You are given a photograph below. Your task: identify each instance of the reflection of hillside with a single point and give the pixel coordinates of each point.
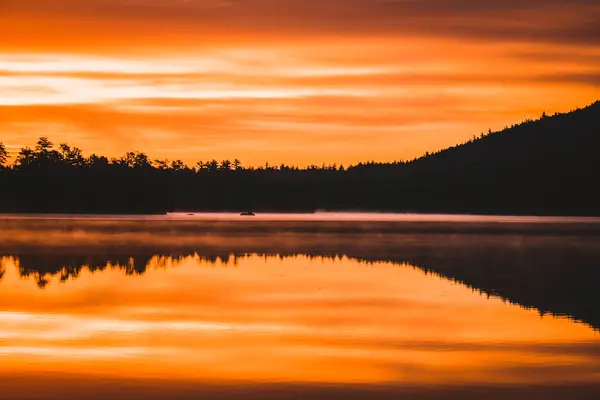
(553, 274)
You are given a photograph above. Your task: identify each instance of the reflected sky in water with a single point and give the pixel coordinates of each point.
(138, 309)
(294, 319)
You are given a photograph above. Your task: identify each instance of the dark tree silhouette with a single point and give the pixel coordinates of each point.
(548, 166)
(3, 155)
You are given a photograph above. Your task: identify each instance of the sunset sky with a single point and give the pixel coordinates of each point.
(295, 81)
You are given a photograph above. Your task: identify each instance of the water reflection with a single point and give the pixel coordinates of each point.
(296, 319)
(150, 310)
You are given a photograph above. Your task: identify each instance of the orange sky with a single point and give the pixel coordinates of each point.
(288, 81)
(283, 320)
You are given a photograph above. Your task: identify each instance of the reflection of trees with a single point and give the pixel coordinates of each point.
(556, 280)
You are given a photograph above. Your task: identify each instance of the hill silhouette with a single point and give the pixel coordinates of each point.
(543, 167)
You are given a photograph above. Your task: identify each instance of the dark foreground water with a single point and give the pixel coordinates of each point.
(299, 307)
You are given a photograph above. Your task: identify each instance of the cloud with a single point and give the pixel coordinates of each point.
(556, 21)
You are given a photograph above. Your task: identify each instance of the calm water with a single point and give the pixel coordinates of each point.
(343, 306)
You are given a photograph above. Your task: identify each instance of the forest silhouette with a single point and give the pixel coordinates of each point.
(543, 167)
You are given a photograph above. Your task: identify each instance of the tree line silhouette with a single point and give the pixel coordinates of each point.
(547, 166)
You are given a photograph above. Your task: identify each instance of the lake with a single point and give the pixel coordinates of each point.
(316, 306)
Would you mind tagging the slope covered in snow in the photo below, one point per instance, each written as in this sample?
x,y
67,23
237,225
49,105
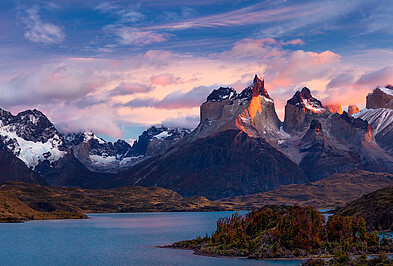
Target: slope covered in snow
x,y
378,119
31,137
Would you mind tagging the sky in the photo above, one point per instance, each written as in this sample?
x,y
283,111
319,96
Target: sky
x,y
118,67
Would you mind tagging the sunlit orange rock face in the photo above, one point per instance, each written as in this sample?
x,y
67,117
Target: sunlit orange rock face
x,y
300,110
334,108
353,109
259,118
380,98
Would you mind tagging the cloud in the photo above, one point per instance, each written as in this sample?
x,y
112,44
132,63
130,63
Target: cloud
x,y
133,36
123,15
341,80
301,66
77,92
164,79
130,88
190,121
50,83
175,100
261,48
98,118
380,77
293,42
302,14
137,103
191,99
39,32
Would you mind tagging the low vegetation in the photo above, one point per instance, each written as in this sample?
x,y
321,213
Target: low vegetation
x,y
376,208
288,232
330,192
33,201
13,210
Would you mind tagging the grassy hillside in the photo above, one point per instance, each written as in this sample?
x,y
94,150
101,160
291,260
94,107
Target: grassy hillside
x,y
289,232
14,210
376,208
333,191
125,199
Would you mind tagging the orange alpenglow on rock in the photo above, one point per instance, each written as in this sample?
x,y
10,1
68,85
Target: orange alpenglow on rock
x,y
334,108
353,109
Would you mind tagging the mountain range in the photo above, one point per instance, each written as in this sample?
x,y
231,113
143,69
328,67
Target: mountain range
x,y
240,146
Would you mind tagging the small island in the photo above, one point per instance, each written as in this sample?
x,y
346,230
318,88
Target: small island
x,y
281,232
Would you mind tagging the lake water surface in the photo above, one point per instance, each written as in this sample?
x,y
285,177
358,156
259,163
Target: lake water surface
x,y
113,239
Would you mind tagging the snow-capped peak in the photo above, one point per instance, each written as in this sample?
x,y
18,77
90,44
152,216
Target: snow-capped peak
x,y
304,99
90,135
31,137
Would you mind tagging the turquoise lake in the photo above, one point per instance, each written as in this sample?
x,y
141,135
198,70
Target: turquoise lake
x,y
113,239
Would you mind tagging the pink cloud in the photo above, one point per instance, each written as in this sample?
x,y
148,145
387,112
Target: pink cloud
x,y
133,36
164,79
260,48
380,77
130,88
293,42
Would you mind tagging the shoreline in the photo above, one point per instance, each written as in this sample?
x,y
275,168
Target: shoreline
x,y
195,252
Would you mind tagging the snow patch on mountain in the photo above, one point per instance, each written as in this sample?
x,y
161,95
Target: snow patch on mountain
x,y
387,91
378,118
30,152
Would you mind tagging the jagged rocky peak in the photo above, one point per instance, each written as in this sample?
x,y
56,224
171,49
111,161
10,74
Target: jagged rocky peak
x,y
257,88
304,99
73,139
222,93
380,98
300,110
314,132
352,109
31,137
334,108
356,122
158,138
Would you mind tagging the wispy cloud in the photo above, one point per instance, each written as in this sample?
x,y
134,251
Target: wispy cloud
x,y
40,32
254,14
133,36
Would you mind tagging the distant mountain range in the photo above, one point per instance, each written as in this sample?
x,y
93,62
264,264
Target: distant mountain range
x,y
240,146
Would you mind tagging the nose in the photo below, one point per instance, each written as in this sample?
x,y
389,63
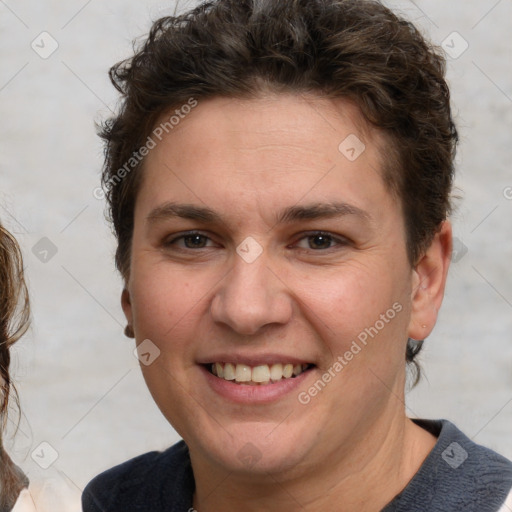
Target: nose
x,y
250,297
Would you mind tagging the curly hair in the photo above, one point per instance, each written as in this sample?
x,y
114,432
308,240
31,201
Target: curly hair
x,y
14,321
358,50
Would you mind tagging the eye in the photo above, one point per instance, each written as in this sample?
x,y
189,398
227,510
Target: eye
x,y
192,240
320,241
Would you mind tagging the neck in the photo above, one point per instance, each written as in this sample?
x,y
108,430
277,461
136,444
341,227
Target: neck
x,y
364,478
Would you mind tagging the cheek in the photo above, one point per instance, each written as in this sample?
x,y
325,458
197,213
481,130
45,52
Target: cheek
x,y
162,302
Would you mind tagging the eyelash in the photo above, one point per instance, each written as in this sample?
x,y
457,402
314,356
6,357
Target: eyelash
x,y
340,240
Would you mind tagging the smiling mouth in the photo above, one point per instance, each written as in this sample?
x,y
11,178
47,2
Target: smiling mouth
x,y
261,375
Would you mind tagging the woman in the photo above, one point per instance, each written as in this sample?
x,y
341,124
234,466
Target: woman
x,y
14,316
279,181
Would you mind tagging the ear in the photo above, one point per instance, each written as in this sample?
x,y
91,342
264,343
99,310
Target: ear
x,y
428,283
126,304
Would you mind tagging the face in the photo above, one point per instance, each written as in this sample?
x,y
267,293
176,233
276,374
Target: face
x,y
269,272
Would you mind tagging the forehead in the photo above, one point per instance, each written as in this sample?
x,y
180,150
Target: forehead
x,y
275,149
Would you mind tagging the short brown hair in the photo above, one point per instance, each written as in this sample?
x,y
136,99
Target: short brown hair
x,y
353,49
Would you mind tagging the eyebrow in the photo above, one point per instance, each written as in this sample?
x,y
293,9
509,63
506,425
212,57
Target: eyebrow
x,y
287,216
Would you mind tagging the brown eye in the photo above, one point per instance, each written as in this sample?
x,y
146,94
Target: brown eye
x,y
320,241
189,241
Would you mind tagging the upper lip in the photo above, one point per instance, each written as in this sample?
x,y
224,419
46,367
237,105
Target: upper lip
x,y
252,359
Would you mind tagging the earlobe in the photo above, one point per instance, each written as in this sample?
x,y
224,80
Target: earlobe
x,y
428,283
127,309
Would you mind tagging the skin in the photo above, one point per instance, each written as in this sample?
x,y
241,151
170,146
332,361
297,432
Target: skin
x,y
352,444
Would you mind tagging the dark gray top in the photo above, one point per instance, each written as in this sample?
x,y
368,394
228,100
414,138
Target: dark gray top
x,y
457,475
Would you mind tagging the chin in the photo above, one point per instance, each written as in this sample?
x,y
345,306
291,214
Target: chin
x,y
254,447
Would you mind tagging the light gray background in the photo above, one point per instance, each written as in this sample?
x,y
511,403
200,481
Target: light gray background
x,y
80,386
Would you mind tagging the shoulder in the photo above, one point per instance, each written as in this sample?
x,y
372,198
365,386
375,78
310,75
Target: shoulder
x,y
458,474
153,481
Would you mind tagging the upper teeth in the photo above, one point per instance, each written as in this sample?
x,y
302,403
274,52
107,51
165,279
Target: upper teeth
x,y
256,374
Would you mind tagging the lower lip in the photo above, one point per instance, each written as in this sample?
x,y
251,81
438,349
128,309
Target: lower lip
x,y
247,394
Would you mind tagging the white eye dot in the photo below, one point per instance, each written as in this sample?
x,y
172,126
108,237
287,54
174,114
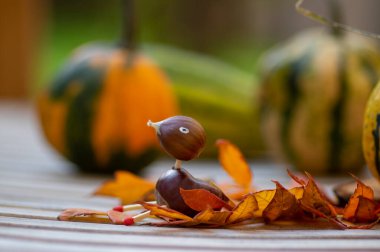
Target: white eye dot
x,y
184,130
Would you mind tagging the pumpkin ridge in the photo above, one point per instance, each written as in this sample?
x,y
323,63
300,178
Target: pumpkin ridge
x,y
376,140
336,134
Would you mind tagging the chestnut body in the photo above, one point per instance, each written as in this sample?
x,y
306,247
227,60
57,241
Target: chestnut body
x,y
168,185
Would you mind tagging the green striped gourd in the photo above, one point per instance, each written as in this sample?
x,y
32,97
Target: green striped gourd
x,y
313,95
371,133
96,110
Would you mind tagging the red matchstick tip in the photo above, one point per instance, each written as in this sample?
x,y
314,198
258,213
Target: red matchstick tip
x,y
118,208
129,221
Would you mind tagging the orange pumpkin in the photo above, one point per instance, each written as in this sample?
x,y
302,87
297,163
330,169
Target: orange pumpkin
x,y
96,110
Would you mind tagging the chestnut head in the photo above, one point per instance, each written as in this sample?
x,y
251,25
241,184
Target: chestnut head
x,y
181,137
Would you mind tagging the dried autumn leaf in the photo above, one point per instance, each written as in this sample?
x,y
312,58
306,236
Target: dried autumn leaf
x,y
320,214
234,164
366,210
314,198
84,215
127,187
296,178
201,199
362,190
244,210
210,216
164,212
117,217
283,204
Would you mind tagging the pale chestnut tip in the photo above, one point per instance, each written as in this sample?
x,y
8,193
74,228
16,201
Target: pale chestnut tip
x,y
180,136
154,125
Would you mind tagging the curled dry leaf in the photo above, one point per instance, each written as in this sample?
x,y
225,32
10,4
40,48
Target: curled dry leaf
x,y
161,211
283,204
361,207
304,201
84,215
127,187
212,217
313,198
234,164
263,199
201,199
244,210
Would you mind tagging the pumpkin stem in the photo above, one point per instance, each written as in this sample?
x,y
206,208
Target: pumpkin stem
x,y
325,21
178,164
128,32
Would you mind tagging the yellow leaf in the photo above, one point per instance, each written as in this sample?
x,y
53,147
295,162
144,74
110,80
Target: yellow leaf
x,y
244,210
297,192
164,212
128,187
283,204
210,216
84,215
234,164
263,199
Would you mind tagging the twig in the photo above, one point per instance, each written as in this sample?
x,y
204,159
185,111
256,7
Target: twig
x,y
325,21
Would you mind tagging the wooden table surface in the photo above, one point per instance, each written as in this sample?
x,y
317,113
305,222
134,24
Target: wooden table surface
x,y
36,185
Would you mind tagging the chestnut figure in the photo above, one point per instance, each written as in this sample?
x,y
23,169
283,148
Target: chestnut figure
x,y
168,190
181,137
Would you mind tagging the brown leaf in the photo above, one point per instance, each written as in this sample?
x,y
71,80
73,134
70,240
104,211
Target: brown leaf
x,y
210,216
234,164
314,198
297,192
244,210
320,214
84,215
263,199
201,199
361,206
283,204
295,178
127,187
164,212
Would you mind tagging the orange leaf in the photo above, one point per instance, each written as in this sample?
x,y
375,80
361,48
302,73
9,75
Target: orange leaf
x,y
84,215
234,164
263,199
283,204
297,192
164,212
210,216
128,187
314,198
244,210
201,199
366,210
351,210
295,178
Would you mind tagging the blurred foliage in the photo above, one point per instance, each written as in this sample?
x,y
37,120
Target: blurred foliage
x,y
75,22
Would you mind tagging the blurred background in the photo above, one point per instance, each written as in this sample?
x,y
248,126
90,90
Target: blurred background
x,y
37,36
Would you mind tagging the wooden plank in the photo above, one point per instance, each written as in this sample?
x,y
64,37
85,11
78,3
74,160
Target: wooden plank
x,y
182,243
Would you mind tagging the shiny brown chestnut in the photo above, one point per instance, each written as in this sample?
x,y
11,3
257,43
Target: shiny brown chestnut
x,y
169,184
181,137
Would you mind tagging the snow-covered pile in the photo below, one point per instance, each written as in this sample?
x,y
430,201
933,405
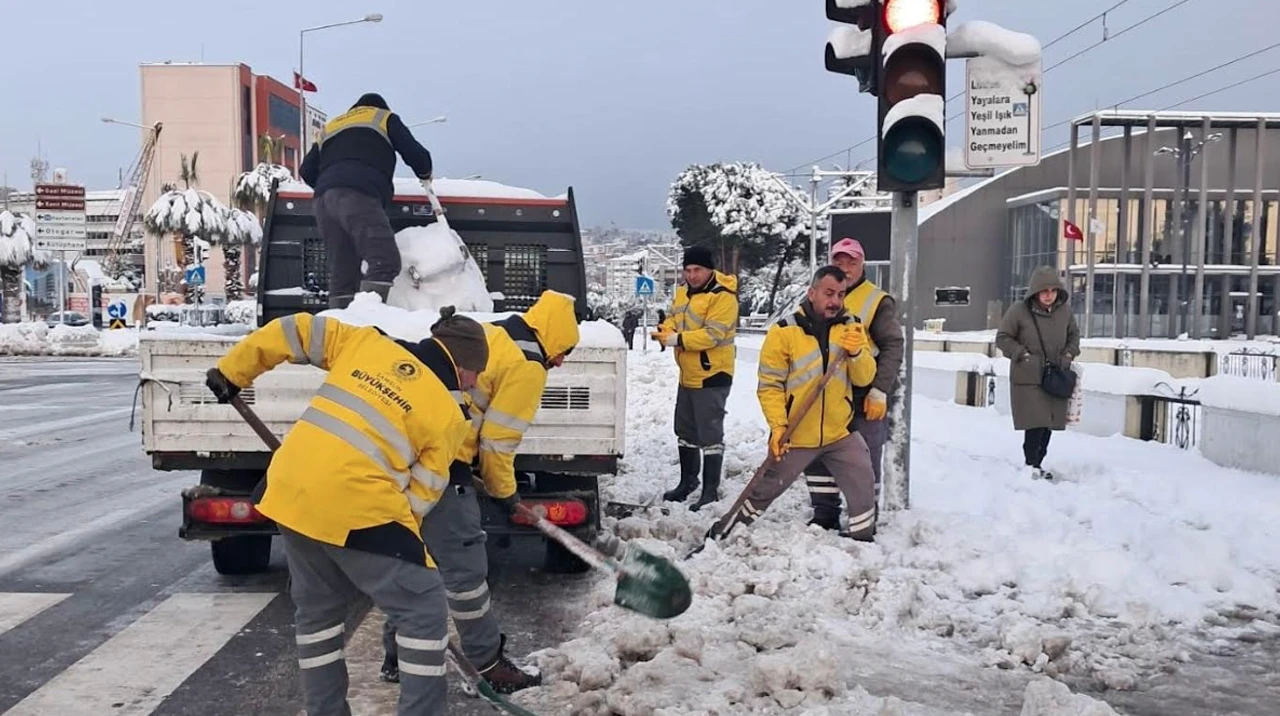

◇ ◇ ◇ ◇

Written problem
Extract every line of the records above that contains the string "table". Matching is case-sensitive.

Answer to the task
Would you mind tagging the wooden table surface in the photo above, one point per instance, each written as in this sample?
Target: wooden table surface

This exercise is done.